Instructions to follow: Write out the stretch of material from the line containing "Target: small bird" through the end of the material, keeping every line and the requests unchanged. In the answers, multiply each point coordinate by 1.4 and round it to a whole number, with halves rounded up.

::::::

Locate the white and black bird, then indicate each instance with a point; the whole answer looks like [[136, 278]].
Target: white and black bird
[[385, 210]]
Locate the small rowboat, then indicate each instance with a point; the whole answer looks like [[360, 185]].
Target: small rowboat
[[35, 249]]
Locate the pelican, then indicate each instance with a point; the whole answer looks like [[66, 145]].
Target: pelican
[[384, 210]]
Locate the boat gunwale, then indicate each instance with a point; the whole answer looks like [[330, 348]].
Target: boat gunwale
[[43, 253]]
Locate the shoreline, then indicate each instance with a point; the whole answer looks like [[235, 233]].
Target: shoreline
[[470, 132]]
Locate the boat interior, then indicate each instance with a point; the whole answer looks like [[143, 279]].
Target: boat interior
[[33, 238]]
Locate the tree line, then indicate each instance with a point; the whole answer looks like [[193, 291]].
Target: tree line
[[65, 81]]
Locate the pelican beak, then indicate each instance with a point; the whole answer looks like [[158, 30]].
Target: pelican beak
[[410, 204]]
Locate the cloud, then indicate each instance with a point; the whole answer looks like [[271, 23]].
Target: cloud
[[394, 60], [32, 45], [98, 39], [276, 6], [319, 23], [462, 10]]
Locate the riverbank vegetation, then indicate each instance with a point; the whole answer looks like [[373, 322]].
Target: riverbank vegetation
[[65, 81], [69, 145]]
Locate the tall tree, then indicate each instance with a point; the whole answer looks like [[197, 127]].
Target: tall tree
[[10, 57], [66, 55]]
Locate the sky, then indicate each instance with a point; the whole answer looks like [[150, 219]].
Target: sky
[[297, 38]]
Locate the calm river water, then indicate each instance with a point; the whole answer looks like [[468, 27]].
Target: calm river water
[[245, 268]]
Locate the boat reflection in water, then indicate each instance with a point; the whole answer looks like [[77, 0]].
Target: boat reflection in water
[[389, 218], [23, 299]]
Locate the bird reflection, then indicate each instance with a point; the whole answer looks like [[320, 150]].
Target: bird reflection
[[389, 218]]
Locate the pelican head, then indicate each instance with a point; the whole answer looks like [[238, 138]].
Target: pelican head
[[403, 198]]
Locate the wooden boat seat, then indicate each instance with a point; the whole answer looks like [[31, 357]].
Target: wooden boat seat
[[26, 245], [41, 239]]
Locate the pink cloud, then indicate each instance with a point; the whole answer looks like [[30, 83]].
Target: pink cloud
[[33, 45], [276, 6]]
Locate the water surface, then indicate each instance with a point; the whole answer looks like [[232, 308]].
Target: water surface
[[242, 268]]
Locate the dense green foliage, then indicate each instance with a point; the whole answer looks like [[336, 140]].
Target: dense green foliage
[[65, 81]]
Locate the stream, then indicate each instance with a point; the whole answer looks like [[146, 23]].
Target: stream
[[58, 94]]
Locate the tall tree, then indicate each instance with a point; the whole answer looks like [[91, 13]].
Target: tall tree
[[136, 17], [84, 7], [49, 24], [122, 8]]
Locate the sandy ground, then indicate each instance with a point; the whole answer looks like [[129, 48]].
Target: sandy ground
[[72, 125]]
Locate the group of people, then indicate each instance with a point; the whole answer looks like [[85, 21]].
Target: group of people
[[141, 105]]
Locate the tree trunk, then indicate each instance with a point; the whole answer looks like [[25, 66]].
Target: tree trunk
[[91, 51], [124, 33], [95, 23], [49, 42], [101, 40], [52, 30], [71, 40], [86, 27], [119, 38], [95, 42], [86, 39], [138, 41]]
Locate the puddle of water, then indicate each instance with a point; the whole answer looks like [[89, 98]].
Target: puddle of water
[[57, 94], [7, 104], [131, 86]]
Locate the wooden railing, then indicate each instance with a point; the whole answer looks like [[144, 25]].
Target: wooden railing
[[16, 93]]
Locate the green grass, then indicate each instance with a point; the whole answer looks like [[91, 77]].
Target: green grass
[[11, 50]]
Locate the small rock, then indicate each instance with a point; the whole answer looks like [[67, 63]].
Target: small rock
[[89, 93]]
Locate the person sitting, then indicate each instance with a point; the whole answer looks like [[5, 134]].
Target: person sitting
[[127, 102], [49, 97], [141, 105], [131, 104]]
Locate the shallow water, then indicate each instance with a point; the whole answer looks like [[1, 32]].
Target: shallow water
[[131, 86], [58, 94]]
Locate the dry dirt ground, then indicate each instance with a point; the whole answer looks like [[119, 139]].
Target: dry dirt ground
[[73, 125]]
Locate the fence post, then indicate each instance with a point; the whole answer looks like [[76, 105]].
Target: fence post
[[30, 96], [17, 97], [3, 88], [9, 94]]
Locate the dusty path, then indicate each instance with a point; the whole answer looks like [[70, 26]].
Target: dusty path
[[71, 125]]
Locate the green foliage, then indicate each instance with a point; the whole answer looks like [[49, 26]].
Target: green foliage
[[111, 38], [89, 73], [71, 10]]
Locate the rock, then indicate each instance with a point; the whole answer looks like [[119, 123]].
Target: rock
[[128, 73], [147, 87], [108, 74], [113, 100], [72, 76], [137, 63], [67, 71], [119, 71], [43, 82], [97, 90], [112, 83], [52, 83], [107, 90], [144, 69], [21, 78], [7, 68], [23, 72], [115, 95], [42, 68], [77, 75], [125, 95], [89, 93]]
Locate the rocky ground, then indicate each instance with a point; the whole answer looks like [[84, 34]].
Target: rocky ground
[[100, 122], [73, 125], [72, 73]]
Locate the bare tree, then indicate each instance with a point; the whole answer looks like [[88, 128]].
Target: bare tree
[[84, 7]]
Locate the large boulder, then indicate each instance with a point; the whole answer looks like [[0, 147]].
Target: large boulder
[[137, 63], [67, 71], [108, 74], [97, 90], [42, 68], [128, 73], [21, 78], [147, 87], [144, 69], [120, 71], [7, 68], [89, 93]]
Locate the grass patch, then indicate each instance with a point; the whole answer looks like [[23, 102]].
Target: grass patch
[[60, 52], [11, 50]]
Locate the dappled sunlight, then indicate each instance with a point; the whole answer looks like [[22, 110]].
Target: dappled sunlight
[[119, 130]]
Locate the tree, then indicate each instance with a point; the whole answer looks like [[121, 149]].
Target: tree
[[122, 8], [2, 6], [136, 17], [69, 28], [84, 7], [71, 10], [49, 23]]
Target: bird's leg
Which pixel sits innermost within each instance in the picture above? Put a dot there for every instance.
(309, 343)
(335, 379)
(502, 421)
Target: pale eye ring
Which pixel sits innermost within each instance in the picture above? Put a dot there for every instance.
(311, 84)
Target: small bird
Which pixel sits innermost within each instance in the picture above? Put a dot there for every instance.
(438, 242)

::::::

Output:
Target: small bird
Which pixel sits innermost within each instance in the picture above? Put a dot there for every instance.
(613, 339)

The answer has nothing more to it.